▶ Stated goal:
Copy out the lines below without changing anything.
######
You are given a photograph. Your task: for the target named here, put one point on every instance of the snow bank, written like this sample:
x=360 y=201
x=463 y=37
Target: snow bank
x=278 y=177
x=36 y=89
######
▶ Result for this exercise:
You are given a photograph. Your task: for the target named here, put one point on every instance of the snow bank, written like this sample:
x=360 y=201
x=463 y=37
Target: snow bank
x=278 y=177
x=36 y=89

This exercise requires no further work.